DATA FOR THE TASK
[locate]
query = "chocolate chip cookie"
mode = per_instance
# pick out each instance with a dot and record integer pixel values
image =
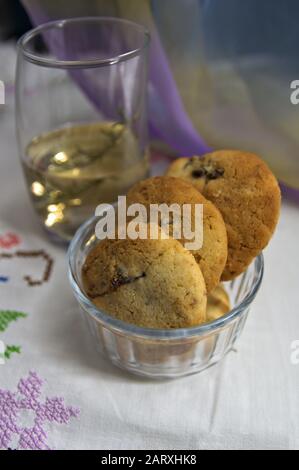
(149, 283)
(212, 255)
(247, 194)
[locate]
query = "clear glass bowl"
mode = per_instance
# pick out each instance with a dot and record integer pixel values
(162, 353)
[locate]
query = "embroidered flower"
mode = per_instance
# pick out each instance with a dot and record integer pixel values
(28, 397)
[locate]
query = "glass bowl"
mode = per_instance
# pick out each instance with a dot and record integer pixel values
(158, 353)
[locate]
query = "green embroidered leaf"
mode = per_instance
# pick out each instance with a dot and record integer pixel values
(10, 350)
(7, 316)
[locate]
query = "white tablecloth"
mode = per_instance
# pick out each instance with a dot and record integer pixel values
(250, 400)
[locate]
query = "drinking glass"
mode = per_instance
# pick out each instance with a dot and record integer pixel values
(81, 116)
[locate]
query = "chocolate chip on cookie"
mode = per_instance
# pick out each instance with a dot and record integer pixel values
(212, 256)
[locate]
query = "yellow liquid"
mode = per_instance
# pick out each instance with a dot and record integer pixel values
(73, 169)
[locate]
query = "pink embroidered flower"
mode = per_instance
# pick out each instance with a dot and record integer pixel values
(28, 398)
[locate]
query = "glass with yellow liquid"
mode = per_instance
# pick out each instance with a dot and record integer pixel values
(81, 116)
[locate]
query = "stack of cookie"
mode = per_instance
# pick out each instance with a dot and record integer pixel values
(159, 283)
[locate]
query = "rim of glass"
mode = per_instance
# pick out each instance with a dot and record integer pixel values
(50, 62)
(152, 333)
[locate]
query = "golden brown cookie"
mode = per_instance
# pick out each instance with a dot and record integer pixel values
(149, 283)
(212, 256)
(247, 194)
(218, 303)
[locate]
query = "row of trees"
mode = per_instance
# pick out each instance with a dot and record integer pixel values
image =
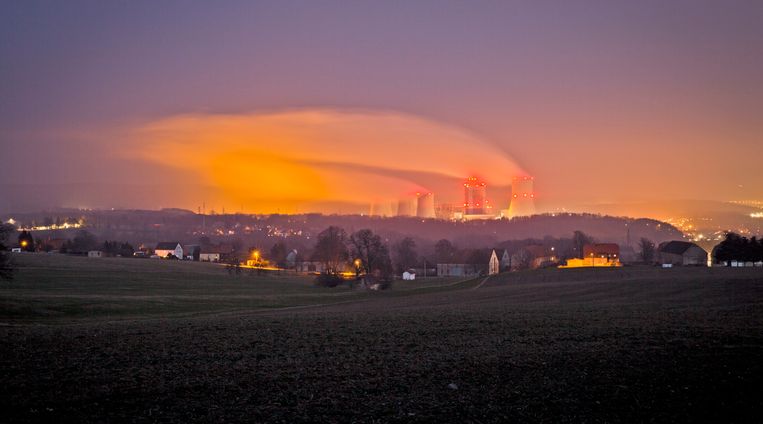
(738, 248)
(364, 249)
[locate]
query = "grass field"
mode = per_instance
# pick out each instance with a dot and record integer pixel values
(605, 345)
(58, 287)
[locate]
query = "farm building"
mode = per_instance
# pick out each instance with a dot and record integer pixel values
(505, 260)
(681, 253)
(533, 257)
(596, 255)
(166, 248)
(310, 266)
(457, 270)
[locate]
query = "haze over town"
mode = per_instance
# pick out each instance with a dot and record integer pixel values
(355, 211)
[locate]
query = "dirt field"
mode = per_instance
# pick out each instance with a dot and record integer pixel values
(610, 345)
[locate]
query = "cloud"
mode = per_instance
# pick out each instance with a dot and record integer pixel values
(263, 160)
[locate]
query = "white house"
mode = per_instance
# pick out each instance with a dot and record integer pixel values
(167, 248)
(494, 266)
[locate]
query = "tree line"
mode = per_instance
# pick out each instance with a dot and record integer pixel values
(735, 247)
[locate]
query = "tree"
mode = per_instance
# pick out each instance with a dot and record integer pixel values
(26, 241)
(330, 249)
(405, 254)
(445, 252)
(373, 254)
(579, 240)
(522, 259)
(83, 242)
(647, 250)
(737, 248)
(6, 265)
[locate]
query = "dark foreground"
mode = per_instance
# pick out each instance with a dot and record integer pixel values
(676, 347)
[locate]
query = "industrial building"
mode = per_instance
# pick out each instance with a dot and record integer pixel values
(474, 196)
(425, 205)
(522, 202)
(407, 206)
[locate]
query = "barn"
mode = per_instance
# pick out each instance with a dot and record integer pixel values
(681, 253)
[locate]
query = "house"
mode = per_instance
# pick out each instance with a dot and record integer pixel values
(596, 255)
(210, 254)
(505, 261)
(494, 266)
(167, 248)
(53, 245)
(192, 252)
(457, 270)
(310, 266)
(681, 253)
(532, 257)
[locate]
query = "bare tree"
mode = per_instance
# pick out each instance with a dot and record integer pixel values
(373, 254)
(522, 259)
(6, 266)
(445, 252)
(647, 250)
(579, 240)
(331, 249)
(405, 254)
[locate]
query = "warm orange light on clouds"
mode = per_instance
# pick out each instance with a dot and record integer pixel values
(291, 159)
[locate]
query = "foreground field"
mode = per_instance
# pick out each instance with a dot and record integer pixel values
(50, 288)
(626, 345)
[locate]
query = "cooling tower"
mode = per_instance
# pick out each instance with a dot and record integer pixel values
(425, 205)
(522, 197)
(407, 206)
(474, 196)
(383, 208)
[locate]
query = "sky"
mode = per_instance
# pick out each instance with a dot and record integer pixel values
(328, 106)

SET EXERCISE
The pictures in the entries should be left out; output everything else exactly.

EXERCISE ANSWER
[locate]
query = "chocolate chip cookie"
mode = per_instance
# pick out each instance with a dot and record integer pixel values
image =
(149, 283)
(212, 255)
(247, 194)
[locate]
query = "clear glass bowl"
mode = per_instance
# pick out each instance with a dot and record integer pixel values
(162, 353)
[locate]
query = "embroidered flower"
mode = per_instance
# pick out each instance with a dot and record integer pixel values
(28, 397)
[locate]
query = "glass bowl"
mode = per_instance
# pick out each instance with a dot and record integer pixel values
(158, 353)
[locate]
query = "green embroidered leaf"
mode = per_instance
# pick out each instance with a dot and record integer pixel values
(10, 350)
(7, 316)
[locate]
query = "white tablecloth"
mode = per_instance
# pick out each instance with a dot and record integer pixel values
(250, 400)
[locate]
query = "drinking glass"
mode = per_instance
# pick out each instance with a dot and record integer pixel values
(81, 116)
[locate]
query = "chocolate chip on cookie"
mode = per_instance
# pick out each instance with a dot and record integer pixel values
(212, 256)
[locate]
query = "yellow liquid"
mode = per_instance
# pick out each instance with a dot and record integer pixel values
(73, 169)
[locate]
query = "pink embroidered flower"
mode = per_instance
# pick out each instance with a dot and record integer pixel values
(28, 398)
[locate]
query = "glass with yellow liquid"
mode = per_instance
# pick out each instance with a dot and record integer pixel values
(81, 116)
[locate]
query = "stack of cookie"
mode = per_instance
# pick out each instance with a dot and record integer pixel values
(159, 283)
[locate]
query = "rim of glass"
mode = per_instance
# pick out each instance with a dot and record integer pixel values
(50, 62)
(152, 333)
[locate]
query = "golden brown cookie"
mode = per_instance
# pick out each instance with a dot and record integer pixel values
(149, 283)
(212, 256)
(247, 194)
(218, 303)
[locate]
query = "row of trees"
mode = per_instance
# pick out each instance with a dot and record integer pixel values
image =
(738, 248)
(364, 249)
[locate]
query = "grass field"
mode = per_instance
# pick out each instance with a dot and record integer pixel values
(605, 345)
(58, 287)
[locate]
query = "farm building"
mode = per_instance
# pick out each instance with a dot and record integer pixel values
(505, 260)
(681, 253)
(533, 257)
(596, 255)
(166, 248)
(310, 266)
(457, 270)
[locate]
query = "haze over town"
mode = per_instance
# pick out each instance with a dot and record integer pixel values
(355, 211)
[locate]
query = "dirt field"
mode = per_instance
# pick out each instance with a dot and record integer pixel values
(610, 345)
[locate]
query = "cloud"
mode = per_instance
# pick out each instance with a dot and record integer pixel values
(263, 160)
[locate]
query = "white house"
mode = per_instance
# pick out each instance with a dot and record integer pixel values
(167, 248)
(494, 266)
[locate]
query = "tree line"
mode = per_instance
# pick out each instance with a dot and record integer pixel values
(735, 247)
[locate]
query = "tree"
mode = per_instance
# pick out each instance with a dot and record integer pixel values
(26, 241)
(330, 249)
(405, 254)
(445, 252)
(373, 254)
(579, 240)
(522, 259)
(83, 242)
(647, 250)
(737, 248)
(6, 265)
[locate]
query = "dark foreground"
mode = per_instance
# pick out each instance with a dot and record integer pixel values
(676, 347)
[locate]
query = "industrial building"
mode = per_instance
# pick out each instance with a dot and record integer pixel values
(474, 196)
(425, 205)
(522, 202)
(407, 206)
[locate]
query = "barn"
mode = per_instance
# pick out each instance with a dot and record integer pixel values
(681, 253)
[locate]
query = "house"
mode = per_instance
# pick out each instance with a dot and record integer pixel values
(596, 255)
(210, 254)
(505, 261)
(494, 266)
(167, 248)
(53, 245)
(192, 252)
(457, 270)
(310, 266)
(681, 253)
(532, 257)
[locate]
query = "bare tree"
mode = per_instance
# pick out each instance with a dot and record integer pixel values
(373, 254)
(522, 259)
(6, 266)
(445, 252)
(647, 250)
(579, 240)
(331, 249)
(405, 254)
[locate]
query = "warm orange light on clouds"
mode = per_instance
# pick out each instance with a dot and record integer pixel values
(291, 159)
[locate]
query = "foreground field"
mode = per_instance
# pick out each instance with a dot and record integer pixel values
(50, 288)
(626, 345)
[locate]
query = "cooling tower"
mode = per_instance
# pick out each instance with a dot and record integer pixel values
(425, 205)
(522, 197)
(407, 206)
(474, 196)
(383, 208)
[locate]
query = "sky"
mode = per_instance
# pick out each instance with a dot and record integer pixel values
(328, 106)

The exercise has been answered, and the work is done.